→ PASSAGE TO READ:

##############################

Learning rate modeling quantifies the effectiveness of learning opportunities (e.g., completing a single problem-solving step and receiving accuracy feedback). Problem-solving steps are defined as the necessary actions required to solve the problem [48]. Learning rates represent how much a student’s performance improves with each additional opportunity to apply a specific skill [27]. In contrast, learning gain reflects the total performance improvement over an instructional period, capturing the difference between a student’s initial and final level of content mastery. It is challenging to attribute learning differences to distinct feedback events when an instructional system features multiple types of feedback. To address this challenge, we used instructional factors analysis (IFA), an extension of learning rate modeling, which estimates separate learning rates attributable to distinct types of instruction, for instance, feedback [12], a method commonly used in educational data mining (EDM) [5, 16]. IFA allows for an estimation of the impact of individual feedback events on learning [12]. Little past research has studied feedback at the process level by comparing feedback types. Exceptions only predicted overall performance [22] or have classified students’ perception of feedback [24] as opposed to studying how effective different feedback types are for learning rate. For example, prior work has examined self-explanation compared to giving explanations [12]. A similar method, called learning decomposition, is also concerned with estimating what instructional events contribute to efficient learning, but has only been applied to general tutor help during learning, as opposed to different types of feedback [3]. To the best of our knowledge, the impact of specific feedback on students’ learning rate has not yet been investigated. Hence, we ask:

RQ1: How do different feedback types in a tutoring system affect learning rate when solving stoichiometry problems?

We also studied how feedback effectiveness depends on students’ prior knowledge. Previous work has shown that learners with low prior knowledge benefit significantly from explanatory feedback [18, 46], while learners with a high level of prior knowledge are more likely to benefit from receiving less feedback [18]. In both cases, the term benefit refers primarily to pre-post learning gains. For instance, Fyfe et al. [18] found that learners with low prior knowledge improved their procedural knowledge more when provided with feedback during exploratory problem solving, while learners with higher prior knowledge performed better when feedback was withheld. Similarly, Sychev et al. [46] reported that students with lower initial comprehension levels showed greater learning gains after interacting with explanatory feedback in an intelligent tutoring system. Separately estimating IFA by prior knowledge learner groups, we ask:

RQ2: How do different types of feedback affect the rate of learning according to prior knowledge?

##############################

[Labeling and segmentation records]
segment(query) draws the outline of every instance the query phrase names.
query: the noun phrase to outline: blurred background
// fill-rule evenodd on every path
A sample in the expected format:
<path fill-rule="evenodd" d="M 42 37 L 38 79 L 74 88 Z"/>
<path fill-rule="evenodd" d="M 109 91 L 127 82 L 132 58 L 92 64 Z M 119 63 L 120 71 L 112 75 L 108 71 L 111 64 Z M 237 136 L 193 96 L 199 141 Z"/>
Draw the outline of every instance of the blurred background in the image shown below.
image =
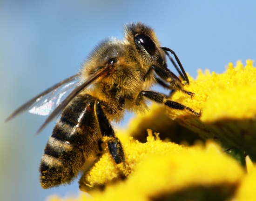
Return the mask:
<path fill-rule="evenodd" d="M 41 155 L 54 122 L 35 136 L 45 117 L 26 113 L 4 121 L 21 104 L 76 73 L 102 39 L 122 38 L 124 23 L 153 27 L 194 78 L 198 68 L 221 73 L 230 62 L 256 59 L 256 1 L 212 1 L 0 0 L 0 200 L 40 201 L 78 193 L 77 180 L 47 190 L 40 186 Z M 125 126 L 128 116 L 119 126 Z"/>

##############################

→ INSTRUCTION 1: Please explain in one to three sentences why the passage on feedback and learning rate uses instructional factors analysis.
→ INSTRUCTION 2: Carry the passage on feedback and learning rate forward from the point right after its second research question.

→ EXPECTED ANSWER 1: When a tutoring system has several types of feedback, it is hard to attribute learning differences to distinct feedback events. Instructional factors analysis, an extension of learning rate modeling, addresses this by estimating separate learning rates for distinct types of instruction. This allows the impact of individual feedback events on learning to be estimated.

→ EXPECTED ANSWER 2:
2. BACKGROUND

2.1 Feedback in Tutoring Systems

Feedback supports learners in reflecting on their performance, correcting mistakes, and improving strategies [44]. In tutoring systems, immediate feedback is provided in real time, supporting learning [13]. Current literature distinguish between two main types of feedback: corrective feedback and knowledge-of-results feedback. Whereas corrective feedback highlights errors and provides specific opportunities for correction such as explanations for error remediation, knowledge-of-results feedback simply indicates whether a response is right or wrong[20, 44, 43]. Corrective feedback can take many forms, such as a) explicit correction (an error is indicated and directly corrected) [34], b) indirect feedback (an error is hinted at, but the solution is not directly provided) [8], and c) elicitation and metalinguistic feedback (targeted questions and hints are used to draw attention to a mistake without providing the direct answer) [34]. These types of feedback are all common in tutoring systems and may have different impacts on learning. For example, corrective feedback in tutoring systems can contribute to the development of problem-solving strategies [44, 48]. However, to the best of our knowledge, no prior work has modeled learning rates of these distinct feedback types in tutoring systems.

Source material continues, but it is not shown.